TASK MATERIAL:

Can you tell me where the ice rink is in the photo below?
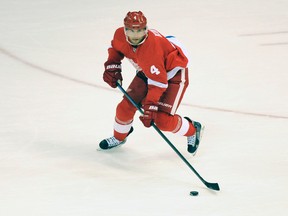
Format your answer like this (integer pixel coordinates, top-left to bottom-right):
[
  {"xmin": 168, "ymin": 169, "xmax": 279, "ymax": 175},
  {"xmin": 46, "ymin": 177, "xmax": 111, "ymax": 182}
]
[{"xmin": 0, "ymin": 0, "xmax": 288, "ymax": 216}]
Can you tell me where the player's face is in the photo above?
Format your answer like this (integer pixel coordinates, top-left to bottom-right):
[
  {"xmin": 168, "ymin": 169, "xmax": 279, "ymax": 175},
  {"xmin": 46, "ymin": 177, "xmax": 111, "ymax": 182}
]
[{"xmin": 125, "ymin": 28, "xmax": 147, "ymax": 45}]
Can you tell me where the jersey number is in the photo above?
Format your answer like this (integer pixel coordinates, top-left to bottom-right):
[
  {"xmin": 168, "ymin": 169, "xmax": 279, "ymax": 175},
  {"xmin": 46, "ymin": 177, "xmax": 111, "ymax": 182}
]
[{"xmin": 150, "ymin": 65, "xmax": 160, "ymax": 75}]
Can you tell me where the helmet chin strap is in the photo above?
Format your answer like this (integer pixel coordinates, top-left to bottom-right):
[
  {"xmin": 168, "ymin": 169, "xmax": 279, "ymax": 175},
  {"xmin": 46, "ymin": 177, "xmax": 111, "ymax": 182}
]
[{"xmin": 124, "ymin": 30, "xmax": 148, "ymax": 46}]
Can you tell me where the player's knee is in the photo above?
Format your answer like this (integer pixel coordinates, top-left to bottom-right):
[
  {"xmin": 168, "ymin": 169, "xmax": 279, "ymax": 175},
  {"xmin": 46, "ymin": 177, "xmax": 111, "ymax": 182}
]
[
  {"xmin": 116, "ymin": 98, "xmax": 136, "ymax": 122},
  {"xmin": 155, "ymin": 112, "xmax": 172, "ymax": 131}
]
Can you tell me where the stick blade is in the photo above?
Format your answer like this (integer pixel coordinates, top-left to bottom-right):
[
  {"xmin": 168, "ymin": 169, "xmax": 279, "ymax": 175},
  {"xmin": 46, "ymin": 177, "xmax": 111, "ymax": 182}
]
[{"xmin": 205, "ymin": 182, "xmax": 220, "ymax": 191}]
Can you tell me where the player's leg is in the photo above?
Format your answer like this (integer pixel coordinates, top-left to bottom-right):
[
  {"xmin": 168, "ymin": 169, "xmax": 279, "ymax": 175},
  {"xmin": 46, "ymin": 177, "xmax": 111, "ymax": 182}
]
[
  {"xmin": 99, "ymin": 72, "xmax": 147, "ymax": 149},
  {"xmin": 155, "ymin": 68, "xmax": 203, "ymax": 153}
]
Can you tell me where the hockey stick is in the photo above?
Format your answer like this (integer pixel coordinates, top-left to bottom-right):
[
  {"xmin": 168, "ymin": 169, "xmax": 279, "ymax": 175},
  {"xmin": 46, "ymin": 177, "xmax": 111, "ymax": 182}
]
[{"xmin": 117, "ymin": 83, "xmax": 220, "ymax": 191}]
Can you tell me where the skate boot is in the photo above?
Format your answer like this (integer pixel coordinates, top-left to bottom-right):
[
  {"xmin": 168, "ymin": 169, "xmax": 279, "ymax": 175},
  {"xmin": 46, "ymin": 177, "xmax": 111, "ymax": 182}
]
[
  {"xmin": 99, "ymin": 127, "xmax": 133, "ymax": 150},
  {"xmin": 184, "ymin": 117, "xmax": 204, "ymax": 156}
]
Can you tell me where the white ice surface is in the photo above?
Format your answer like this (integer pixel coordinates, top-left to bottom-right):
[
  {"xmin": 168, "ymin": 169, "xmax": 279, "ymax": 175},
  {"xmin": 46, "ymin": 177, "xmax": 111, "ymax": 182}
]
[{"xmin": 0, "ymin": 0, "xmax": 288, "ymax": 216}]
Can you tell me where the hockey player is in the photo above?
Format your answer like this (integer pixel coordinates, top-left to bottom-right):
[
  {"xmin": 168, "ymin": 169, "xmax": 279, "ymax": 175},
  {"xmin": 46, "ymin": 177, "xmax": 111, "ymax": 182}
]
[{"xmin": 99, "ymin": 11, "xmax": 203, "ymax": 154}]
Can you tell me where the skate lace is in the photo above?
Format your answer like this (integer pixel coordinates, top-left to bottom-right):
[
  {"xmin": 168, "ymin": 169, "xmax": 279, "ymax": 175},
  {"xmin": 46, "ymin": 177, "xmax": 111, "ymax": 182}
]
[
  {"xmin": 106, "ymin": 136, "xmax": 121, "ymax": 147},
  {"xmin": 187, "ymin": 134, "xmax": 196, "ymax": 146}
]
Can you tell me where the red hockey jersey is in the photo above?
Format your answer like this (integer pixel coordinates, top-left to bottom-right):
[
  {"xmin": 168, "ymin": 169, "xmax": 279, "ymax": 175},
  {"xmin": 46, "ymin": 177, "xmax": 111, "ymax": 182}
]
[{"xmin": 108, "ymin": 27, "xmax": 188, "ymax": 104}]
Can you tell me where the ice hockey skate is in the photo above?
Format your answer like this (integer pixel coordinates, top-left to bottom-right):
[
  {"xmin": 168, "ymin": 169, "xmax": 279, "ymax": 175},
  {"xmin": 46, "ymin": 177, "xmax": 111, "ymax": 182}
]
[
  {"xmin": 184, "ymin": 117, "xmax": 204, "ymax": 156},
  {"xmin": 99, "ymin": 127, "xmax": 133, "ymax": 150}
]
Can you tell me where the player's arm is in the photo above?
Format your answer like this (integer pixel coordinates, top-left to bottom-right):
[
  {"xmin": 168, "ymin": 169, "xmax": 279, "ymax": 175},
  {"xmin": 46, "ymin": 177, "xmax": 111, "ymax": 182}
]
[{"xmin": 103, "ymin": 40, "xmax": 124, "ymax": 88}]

DIRECTIVE:
Pull out each line of the items above that contains the word "stick", and copy those lines in the order they appear.

REPLY:
Can you tell me where the stick blade is in the photo above?
Can you tell me where the hockey stick is in the photo above?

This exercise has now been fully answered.